Your instructions
Find all lines in the records that include the word "helmet", and copy them out.

Stored data entries

....................

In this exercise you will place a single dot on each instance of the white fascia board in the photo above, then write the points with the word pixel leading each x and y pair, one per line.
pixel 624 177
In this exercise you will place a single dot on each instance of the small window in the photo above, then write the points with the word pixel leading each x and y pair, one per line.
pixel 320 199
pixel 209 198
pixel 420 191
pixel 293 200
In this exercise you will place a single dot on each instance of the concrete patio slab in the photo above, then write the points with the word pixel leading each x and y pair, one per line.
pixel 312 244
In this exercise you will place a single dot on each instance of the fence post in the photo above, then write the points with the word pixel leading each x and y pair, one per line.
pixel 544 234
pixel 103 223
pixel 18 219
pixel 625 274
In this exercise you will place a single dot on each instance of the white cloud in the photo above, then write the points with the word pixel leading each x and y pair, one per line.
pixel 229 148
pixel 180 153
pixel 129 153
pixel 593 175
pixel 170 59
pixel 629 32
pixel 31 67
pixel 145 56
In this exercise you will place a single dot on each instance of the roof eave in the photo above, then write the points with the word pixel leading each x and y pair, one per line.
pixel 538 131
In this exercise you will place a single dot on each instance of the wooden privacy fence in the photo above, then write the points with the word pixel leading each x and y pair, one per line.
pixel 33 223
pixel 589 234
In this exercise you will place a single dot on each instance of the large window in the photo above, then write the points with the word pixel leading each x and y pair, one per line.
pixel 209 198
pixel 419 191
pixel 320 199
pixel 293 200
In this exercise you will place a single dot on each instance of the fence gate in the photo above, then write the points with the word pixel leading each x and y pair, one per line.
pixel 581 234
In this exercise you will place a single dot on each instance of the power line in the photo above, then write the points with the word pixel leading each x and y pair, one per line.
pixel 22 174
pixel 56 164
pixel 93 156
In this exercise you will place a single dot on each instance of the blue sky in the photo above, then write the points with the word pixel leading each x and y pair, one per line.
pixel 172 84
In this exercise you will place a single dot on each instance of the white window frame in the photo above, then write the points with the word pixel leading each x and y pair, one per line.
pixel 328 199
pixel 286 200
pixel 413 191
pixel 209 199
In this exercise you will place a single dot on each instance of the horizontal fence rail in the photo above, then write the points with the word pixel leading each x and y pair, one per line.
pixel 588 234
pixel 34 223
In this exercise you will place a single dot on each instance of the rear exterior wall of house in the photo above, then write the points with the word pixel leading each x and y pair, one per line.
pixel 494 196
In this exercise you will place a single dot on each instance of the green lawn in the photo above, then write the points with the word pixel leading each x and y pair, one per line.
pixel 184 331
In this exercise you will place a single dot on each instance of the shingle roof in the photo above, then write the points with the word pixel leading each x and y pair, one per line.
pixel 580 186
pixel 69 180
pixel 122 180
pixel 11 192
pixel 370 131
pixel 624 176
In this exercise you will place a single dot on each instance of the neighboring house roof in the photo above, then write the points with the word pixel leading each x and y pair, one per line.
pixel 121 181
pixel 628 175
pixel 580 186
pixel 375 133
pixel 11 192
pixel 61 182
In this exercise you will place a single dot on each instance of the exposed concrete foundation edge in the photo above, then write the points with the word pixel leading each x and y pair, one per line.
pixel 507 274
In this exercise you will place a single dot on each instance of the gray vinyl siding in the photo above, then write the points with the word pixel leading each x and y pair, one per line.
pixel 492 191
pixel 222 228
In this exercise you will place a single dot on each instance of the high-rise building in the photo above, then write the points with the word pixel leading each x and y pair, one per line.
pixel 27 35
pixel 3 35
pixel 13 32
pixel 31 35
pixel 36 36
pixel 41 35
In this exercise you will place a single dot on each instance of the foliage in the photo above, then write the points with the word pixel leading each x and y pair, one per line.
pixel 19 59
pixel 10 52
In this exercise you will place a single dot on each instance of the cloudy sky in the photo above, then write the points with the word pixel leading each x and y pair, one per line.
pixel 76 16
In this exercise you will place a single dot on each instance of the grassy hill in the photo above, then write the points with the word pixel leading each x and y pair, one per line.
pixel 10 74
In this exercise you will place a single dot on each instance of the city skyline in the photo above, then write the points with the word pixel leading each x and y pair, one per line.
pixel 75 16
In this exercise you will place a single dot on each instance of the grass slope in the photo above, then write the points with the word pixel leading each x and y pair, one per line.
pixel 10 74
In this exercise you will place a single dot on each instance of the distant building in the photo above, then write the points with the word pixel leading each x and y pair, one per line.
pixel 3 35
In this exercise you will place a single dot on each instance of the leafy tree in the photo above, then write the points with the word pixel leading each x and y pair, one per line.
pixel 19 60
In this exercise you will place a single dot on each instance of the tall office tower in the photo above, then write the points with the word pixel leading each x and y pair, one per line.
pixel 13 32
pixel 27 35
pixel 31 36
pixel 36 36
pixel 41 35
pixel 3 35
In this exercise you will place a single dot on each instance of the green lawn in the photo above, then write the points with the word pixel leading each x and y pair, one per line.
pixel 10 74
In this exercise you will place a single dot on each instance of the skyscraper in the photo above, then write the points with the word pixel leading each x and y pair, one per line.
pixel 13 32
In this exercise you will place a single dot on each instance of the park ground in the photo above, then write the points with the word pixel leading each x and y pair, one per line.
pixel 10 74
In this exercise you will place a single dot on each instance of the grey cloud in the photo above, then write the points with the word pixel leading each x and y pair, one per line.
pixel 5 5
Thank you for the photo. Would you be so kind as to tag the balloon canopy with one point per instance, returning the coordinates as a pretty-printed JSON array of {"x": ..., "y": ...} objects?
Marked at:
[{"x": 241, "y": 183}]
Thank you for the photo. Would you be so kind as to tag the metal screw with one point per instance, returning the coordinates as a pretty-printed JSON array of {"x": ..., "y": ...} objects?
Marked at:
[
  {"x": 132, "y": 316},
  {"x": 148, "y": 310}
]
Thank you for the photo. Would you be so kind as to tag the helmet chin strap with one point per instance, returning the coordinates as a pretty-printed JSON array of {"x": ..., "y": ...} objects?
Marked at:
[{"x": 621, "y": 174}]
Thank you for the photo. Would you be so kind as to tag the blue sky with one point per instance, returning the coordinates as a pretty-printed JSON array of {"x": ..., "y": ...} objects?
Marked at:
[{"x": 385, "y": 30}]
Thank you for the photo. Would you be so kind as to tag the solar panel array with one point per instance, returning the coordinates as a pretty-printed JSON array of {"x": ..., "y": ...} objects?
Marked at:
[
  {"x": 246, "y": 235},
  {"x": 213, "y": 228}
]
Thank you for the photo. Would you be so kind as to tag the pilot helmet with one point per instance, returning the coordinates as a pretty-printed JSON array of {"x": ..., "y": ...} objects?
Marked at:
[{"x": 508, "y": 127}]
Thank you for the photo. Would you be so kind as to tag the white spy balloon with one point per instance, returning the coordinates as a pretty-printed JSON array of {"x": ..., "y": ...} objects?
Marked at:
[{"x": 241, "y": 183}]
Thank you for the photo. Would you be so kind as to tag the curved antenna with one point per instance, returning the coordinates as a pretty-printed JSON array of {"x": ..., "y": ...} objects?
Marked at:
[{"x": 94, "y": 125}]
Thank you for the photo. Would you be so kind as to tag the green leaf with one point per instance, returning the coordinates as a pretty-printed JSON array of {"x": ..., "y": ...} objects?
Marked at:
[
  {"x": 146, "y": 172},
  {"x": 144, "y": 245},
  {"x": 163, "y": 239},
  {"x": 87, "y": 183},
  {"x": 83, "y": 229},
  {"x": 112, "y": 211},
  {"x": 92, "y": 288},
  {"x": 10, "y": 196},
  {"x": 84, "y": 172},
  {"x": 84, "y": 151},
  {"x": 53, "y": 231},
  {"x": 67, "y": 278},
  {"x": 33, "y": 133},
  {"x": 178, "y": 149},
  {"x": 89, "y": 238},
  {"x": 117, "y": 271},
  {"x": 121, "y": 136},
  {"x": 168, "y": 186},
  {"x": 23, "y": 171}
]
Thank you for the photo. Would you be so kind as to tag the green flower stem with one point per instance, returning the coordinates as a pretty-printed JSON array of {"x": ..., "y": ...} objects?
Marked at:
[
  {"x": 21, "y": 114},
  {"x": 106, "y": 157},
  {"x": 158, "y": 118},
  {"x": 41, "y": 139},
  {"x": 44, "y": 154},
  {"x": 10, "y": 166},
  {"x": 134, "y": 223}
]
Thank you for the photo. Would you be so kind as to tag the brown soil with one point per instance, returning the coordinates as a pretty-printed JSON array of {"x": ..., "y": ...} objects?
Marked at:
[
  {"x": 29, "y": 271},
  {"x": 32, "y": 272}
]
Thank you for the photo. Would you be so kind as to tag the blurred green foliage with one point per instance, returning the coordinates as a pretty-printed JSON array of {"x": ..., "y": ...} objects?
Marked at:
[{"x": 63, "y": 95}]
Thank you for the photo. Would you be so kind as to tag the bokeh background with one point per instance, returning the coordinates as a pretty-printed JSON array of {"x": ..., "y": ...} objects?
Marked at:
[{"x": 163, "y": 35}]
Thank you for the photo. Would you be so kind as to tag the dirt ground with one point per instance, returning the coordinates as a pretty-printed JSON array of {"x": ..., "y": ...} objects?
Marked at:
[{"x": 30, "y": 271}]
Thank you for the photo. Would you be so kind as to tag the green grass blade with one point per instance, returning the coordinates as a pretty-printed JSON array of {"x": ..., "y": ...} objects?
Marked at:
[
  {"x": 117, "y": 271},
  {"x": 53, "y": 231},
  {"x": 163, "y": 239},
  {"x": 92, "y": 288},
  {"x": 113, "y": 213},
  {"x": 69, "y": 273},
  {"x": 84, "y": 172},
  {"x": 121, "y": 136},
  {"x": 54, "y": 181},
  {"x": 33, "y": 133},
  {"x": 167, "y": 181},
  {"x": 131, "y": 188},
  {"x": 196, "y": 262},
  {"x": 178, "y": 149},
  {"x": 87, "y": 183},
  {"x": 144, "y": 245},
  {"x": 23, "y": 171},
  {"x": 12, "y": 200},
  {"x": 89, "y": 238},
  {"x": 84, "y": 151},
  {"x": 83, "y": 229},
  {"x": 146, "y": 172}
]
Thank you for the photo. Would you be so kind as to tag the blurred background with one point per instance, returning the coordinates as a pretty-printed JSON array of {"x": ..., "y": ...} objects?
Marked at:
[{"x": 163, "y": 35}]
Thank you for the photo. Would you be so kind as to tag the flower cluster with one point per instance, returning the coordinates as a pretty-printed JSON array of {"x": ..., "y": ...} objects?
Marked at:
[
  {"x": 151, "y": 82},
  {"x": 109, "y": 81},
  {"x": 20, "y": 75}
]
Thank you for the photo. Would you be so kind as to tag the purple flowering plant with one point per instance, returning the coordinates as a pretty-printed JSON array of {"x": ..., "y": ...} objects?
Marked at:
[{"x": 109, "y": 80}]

....................

Response to the exercise
Thank you for the photo. Would you be so kind as to tag the helmet chin strap with one point per instance, returning the coordinates as a pretty-printed JSON array of {"x": ..., "y": ...} objects?
Thank you for the photo. Would you be so kind as to tag the pilot helmet with one point per instance, returning the coordinates as a pretty-printed JSON array of {"x": ..., "y": ...} objects?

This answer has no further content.